**TASK BRIEF:** Rewrite every line of the rows below as a JSON list of strings, one string per line, with blank lines left out.

— START —

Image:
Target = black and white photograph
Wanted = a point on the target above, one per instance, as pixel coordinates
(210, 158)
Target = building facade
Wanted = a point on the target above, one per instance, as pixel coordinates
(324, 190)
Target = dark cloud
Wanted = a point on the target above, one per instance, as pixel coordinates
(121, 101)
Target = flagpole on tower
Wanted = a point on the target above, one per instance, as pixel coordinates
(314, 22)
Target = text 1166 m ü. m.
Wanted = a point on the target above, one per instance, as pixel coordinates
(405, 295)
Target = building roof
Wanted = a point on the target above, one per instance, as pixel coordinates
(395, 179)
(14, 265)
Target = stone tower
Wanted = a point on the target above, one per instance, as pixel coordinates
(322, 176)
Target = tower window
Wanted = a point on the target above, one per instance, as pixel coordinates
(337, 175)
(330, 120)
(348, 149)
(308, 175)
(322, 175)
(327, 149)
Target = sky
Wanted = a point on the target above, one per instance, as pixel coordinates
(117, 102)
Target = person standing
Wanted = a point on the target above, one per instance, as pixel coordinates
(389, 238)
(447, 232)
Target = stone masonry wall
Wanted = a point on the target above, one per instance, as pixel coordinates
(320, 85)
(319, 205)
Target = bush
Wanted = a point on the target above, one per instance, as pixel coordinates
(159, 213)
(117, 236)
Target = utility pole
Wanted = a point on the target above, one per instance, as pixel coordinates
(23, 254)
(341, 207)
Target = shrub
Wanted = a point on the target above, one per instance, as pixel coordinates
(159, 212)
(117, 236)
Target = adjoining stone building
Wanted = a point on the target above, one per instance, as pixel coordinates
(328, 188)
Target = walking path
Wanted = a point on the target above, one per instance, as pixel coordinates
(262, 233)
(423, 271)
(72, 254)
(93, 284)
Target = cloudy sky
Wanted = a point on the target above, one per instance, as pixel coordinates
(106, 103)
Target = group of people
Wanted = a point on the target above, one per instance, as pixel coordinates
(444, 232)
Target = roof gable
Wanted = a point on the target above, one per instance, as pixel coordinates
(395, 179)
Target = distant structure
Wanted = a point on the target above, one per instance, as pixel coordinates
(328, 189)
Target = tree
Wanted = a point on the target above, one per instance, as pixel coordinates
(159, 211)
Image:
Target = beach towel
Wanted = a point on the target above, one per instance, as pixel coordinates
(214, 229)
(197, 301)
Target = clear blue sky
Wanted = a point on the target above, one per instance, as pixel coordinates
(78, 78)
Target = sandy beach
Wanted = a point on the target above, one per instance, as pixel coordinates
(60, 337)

— END —

**WRITTEN ANSWER:**
[
  "Image:",
  "Target = black and white photograph",
  "Wanted = a point on the target above, one per instance, as pixel coordinates",
  "(210, 158)",
  "Target = building facade",
  "Wanted = a point on the target above, one per instance, as pixel coordinates",
  "(324, 190)",
  "Target = dark cloud",
  "Wanted = a point on the target above, one per instance, as pixel coordinates",
  "(121, 101)",
  "Target = flagpole on tower",
  "Wanted = a point on the target above, one per instance, as pixel coordinates",
  "(314, 22)",
  "Target = text 1166 m ü. m.",
  "Wanted = a point on the target above, one per instance, as pixel coordinates",
  "(405, 295)",
  "Target = building roof",
  "Wanted = a point on the target above, one per instance, as pixel coordinates",
  "(395, 179)",
  "(14, 265)",
  "Target = stone tower",
  "Wanted = a point on the target above, one per instance, as pixel coordinates",
  "(322, 176)",
  "Target = tower window",
  "Wanted = a point on the target above, one per instance, as pixel coordinates",
  "(337, 175)",
  "(330, 120)",
  "(348, 149)",
  "(308, 175)",
  "(322, 175)",
  "(327, 149)",
  "Target = sky",
  "Wanted = a point on the target above, one per instance, as pixel coordinates",
  "(117, 102)",
  "Target = person standing",
  "Wanted = a point on the target above, one per instance, as pixel coordinates",
  "(389, 238)",
  "(447, 232)",
  "Target = stone masonry wall",
  "Wanted = a point on the target above, one per instance, as pixel coordinates",
  "(320, 85)",
  "(319, 205)",
  "Target = bush",
  "Wanted = a point on the target above, one per instance, as pixel coordinates",
  "(159, 213)",
  "(117, 236)",
  "Target = utility pole",
  "Wanted = a point on the target above, one per instance, as pixel coordinates",
  "(23, 254)",
  "(341, 207)",
  "Target = shrub",
  "Wanted = a point on the target above, one per instance, as pixel coordinates",
  "(159, 212)",
  "(117, 236)",
  "Target = adjoining stone building",
  "Wanted = a point on the target above, one per instance, as pixel coordinates",
  "(328, 188)",
  "Target = walking path",
  "Wanted = a point on the target above, one per instance, as pixel coordinates",
  "(262, 233)",
  "(423, 271)",
  "(72, 254)",
  "(93, 284)",
  "Target = cloudy sky",
  "Wanted = a point on the target above, one per instance, as pixel coordinates",
  "(106, 103)",
  "Target = group of people",
  "Wanted = a point on the target above, one per instance, as pixel coordinates",
  "(444, 232)",
  "Target = roof gable",
  "Wanted = a point on the target above, one per instance, as pixel coordinates",
  "(395, 179)",
  "Target = distant structure",
  "Wanted = a point on the target above, one per instance, as pixel coordinates",
  "(328, 189)",
  "Target = tree",
  "Wanted = a point on the target above, one per instance, as pixel coordinates",
  "(159, 211)",
  "Image:",
  "Target = beach towel",
  "Wanted = a point on the target above, one per instance, as pixel coordinates",
  "(214, 229)",
  "(197, 301)",
  "Target = clear blue sky",
  "Wanted = a point on the target above, one per instance, as pixel coordinates",
  "(78, 78)",
  "Target = sandy beach",
  "Wanted = a point on the target above, one per instance, as pixel coordinates",
  "(60, 337)"
]